Excerto de origem:
Um Governo há muito empossado, mas até
então sem Programa nem Orçamento Geral do Estado aprovados pelo Parlamento,
padece do vício da incapacidade política para gerar confiança e criar as
melhores condições político-institucionais para a sua entrada em plenitude de
funções. O actual Executivo encontra-se numa situação de caducidade objectiva
da caução de legitimidade política que lhe foi conferida pelo prazo
constitucional de 60 dias no acto da sua investidura em 13 de Outubro de 2015.
É constrangedor ver o Governo da
Guiné-Bissau a falar em voz baixa nos fóruns internacionais porque não tem
legitimidade plena. Não é mais sustentável permitir que o Executivo continue a
contrair dívidas, realizar despesas e emitir títulos de tesouro sem que haja um
Programa de Governo e a sua quantificação financeira aprovados pelo Parlamento.
É intolerável que o Governo escolha, em função dos seus interesses
circunstanciais, as decisões judiciais que lhe apeteça cumprir,
instrumentalizando para tanto as forças de segurança.
Nem se diga que o problema não é o
Governo, mas sim a Assembleia Nacional Popular. Não podemos confundir a causa
real com a causa virtual ou aparente do problema institucional que vivemos.
O problema real é o Governo. Por isso é
que em todos os cenários, de A a Z, todos os exercícios de busca de consenso
para saída da crise que me foram apresentados incidem sobre o Governo. Não há
nenhum cenário para a saída da crise que consista na divisão de Comissões
Permanentes da ANP, Conselheiros do Presidente da República ou Assessores do
Supremo Tribunal de Justiça.
Sejamos honestos. Hoje, o problema, ou
melhor, a solução é a composição de um Governo que reflicta os sentimentos
maioritários do povo representado no Parlamento e que lhe permita governar em
condições de estabilidade.
Guineenses,
Vamos assumir, por hipótese, que fazemos
eleições antecipadas. As mesmas vão ser, seguramente, livres, justas e
transparentes e o nosso povo vai voltar a demonstrar a sua maturidade cívica,
democrática e política.
E se depois das eleições legislativas
voltar a haver um bloqueio na ANP? Voltamos a fazer eleições legislativas
antecipadas para desbloquear a ANP?
Se a Assembleia Nacional Popular está
bloqueada é da responsabilidade dos Deputados desbloqueá-la. Nesta legislatura
não há alternativa ao diálogo político!

As suas tarefas:
1 – Reescreva um trecho do excerto sobre a crise política, trocando "Supremo Tribunal de Justiça" por "STJ". Comece nas palavras "O problema real" e pare depois de "condições de estabilidade.".
2 – Responda às seguintes perguntas com base no excerto sobre a crise política:
(a) Em que data foi investido o actual Executivo?
(b) Qual é o prazo constitucional da caução de legitimidade política?
(c) A quem cabe a responsabilidade de desbloquear a Assembleia Nacional Popular?

Registos de dados:
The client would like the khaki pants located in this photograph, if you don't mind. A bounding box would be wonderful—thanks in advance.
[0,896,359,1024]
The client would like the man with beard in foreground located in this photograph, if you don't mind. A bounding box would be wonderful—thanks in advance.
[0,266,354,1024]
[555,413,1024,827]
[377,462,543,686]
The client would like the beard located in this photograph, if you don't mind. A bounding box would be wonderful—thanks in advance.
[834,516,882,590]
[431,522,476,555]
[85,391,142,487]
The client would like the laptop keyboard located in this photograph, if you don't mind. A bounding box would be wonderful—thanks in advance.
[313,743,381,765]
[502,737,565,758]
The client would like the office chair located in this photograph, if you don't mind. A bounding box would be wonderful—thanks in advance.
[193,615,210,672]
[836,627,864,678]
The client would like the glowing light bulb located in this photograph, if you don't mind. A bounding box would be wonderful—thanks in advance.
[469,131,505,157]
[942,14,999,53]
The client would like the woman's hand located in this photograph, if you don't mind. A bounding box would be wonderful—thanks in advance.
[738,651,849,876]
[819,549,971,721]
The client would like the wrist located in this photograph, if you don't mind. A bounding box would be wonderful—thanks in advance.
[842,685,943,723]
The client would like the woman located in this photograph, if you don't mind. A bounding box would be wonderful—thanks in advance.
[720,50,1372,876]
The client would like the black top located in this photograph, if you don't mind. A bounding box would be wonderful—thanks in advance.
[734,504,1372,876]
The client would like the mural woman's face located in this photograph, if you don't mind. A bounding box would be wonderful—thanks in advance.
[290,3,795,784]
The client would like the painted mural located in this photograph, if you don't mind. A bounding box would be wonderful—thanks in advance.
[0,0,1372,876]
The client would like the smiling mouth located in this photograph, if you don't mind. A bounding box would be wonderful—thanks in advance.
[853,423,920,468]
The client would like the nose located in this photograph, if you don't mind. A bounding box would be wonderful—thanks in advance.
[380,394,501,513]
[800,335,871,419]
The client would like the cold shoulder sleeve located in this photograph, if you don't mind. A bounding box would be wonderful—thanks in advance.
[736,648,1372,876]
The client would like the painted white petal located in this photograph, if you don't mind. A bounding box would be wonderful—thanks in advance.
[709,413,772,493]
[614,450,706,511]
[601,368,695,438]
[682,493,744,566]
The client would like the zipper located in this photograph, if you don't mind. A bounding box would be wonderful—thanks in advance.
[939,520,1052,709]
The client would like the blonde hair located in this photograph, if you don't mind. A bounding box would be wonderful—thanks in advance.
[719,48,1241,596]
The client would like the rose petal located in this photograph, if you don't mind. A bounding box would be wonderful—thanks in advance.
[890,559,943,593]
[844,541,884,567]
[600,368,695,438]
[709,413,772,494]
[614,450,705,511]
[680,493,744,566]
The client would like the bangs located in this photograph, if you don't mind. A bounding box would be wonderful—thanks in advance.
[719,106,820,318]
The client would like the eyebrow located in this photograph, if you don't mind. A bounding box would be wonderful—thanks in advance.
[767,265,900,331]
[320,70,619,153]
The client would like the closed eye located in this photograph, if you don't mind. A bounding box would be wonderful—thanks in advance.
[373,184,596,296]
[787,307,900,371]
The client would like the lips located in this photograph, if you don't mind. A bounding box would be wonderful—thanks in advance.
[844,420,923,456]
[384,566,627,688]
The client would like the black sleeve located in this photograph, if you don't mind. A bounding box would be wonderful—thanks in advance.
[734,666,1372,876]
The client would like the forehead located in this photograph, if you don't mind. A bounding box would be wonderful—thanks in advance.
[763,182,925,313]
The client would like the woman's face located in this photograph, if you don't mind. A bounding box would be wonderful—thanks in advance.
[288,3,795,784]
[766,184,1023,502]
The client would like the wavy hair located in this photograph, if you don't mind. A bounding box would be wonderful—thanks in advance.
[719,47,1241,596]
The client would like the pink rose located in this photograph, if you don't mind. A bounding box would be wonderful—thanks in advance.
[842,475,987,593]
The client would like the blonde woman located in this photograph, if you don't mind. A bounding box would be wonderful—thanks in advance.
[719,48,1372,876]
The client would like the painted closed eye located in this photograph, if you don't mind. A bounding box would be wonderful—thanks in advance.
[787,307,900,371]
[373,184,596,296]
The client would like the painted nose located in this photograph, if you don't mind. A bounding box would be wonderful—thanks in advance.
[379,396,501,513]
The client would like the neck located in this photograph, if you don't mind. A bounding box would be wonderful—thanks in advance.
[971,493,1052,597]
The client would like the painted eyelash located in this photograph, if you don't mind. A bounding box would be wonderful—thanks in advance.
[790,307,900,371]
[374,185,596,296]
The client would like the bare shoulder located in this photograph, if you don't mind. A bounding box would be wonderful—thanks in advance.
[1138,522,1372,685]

Respostas às tarefas:
1 –
O problema real é o Governo. Por isso é
que em todos os cenários, de A a Z, todos os exercícios de busca de consenso
para saída da crise que me foram apresentados incidem sobre o Governo. Não há
nenhum cenário para a saída da crise que consista na divisão de Comissões
Permanentes da ANP, Conselheiros do Presidente da República ou Assessores do
STJ.
Sejamos honestos. Hoje, o problema, ou
melhor, a solução é a composição de um Governo que reflicta os sentimentos
maioritários do povo representado no Parlamento e que lhe permita governar em
condições de estabilidade.

2 –
(a) Em 13 de Outubro de 2015.
(b) 60 dias.
(c) Aos Deputados.